**Task requirements:** Can you copy every line of the listing below verbatim, with each character and line break kept unchanged?
-- Task inputs start --
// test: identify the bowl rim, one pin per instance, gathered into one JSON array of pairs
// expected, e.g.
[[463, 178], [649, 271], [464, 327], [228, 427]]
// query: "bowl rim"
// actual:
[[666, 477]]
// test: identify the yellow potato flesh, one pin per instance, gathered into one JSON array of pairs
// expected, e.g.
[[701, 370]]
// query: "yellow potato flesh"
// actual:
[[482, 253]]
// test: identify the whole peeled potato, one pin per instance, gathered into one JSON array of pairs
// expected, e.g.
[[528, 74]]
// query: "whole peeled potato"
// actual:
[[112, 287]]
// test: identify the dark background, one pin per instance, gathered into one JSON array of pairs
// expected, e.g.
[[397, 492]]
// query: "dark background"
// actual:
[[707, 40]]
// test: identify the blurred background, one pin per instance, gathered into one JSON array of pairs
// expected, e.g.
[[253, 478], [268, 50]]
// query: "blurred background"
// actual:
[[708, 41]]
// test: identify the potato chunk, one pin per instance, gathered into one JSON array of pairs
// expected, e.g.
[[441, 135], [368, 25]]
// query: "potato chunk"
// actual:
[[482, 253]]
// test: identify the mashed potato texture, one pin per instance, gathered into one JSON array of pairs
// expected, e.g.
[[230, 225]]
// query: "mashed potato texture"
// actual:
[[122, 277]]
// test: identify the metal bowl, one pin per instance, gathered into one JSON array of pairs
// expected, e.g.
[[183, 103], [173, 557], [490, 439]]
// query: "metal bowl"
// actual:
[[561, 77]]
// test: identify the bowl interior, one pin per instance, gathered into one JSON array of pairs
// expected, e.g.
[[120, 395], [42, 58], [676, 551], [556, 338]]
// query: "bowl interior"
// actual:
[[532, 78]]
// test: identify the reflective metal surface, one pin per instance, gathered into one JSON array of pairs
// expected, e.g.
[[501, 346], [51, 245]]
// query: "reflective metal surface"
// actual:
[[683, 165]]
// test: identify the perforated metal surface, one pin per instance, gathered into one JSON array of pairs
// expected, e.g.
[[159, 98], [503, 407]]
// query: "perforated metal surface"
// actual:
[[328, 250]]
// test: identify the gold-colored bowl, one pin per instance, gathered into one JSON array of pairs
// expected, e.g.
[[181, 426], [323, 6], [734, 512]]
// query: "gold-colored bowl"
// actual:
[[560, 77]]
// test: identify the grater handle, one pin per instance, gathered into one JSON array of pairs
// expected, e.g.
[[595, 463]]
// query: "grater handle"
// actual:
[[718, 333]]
-- Task inputs end --
**Response:**
// test: identify the bowl rim, one pin per instance, gathered into one JSON array of pairs
// expected, e.g.
[[463, 178], [649, 271], [464, 327], [228, 427]]
// query: "bowl rim"
// actual:
[[666, 477]]
// test: identify the yellow potato flesh, one pin per instance, gathered into one JSON array of pairs
// expected, e.g.
[[701, 370]]
// query: "yellow potato flesh"
// actual:
[[482, 253]]
// test: identify the whole peeled potato, one pin per instance, gathered into one JSON array of pairs
// expected, e.g.
[[528, 74]]
// query: "whole peeled potato"
// actual:
[[112, 287]]
// test: identify the dark background, one pin per instance, gathered into one JSON array of pairs
// expected, e.g.
[[397, 492]]
// query: "dark background"
// actual:
[[707, 40]]
// test: identify the blurred background, one pin per instance, gathered into one JSON array of pairs
// expected, e.g.
[[253, 478], [268, 50]]
// query: "blurred background"
// actual:
[[708, 41]]
// test: identify the potato chunk, one pin per instance, gathered into one JSON array of pairs
// expected, e.g.
[[441, 135], [368, 25]]
// query: "potato chunk"
// actual:
[[482, 253]]
// test: identify the mashed potato texture, one pin per instance, gathered into one JSON array of pairs
// expected, e.g.
[[230, 225]]
// query: "mashed potato texture"
// actual:
[[122, 277]]
// test: identify the metal bowl, one pin per instance, gathered into one JSON array of pairs
// expected, e.g.
[[183, 103], [173, 557], [490, 439]]
// query: "metal bowl"
// actual:
[[561, 77]]
// test: identify the bowl interior, one pin per instance, gathered into one JSON array of pairs
// expected, e.g.
[[120, 395], [42, 58], [676, 551], [556, 338]]
// query: "bowl interior"
// actual:
[[532, 78]]
// test: identify the reflective metal surface, one pin per instance, gathered into one JSON array of pairs
// expected, e.g.
[[501, 346], [51, 245]]
// query: "reflective metal surface"
// actual:
[[683, 165]]
// test: identify the perforated metal surface, one pin per instance, gathered into one JSON array of pairs
// expected, e.g.
[[159, 98], [503, 407]]
// query: "perforated metal surface"
// actual:
[[328, 250]]
// test: identify the gold-colored bowl, one pin per instance, gathered into one JSON array of pairs
// expected, e.g.
[[181, 426], [323, 6], [734, 512]]
// query: "gold-colored bowl"
// actual:
[[560, 77]]
// test: identify the grater handle, one pin per instance, gathered into one JSON array of pairs
// expected, e.g.
[[595, 463]]
// query: "grater handle"
// actual:
[[718, 333]]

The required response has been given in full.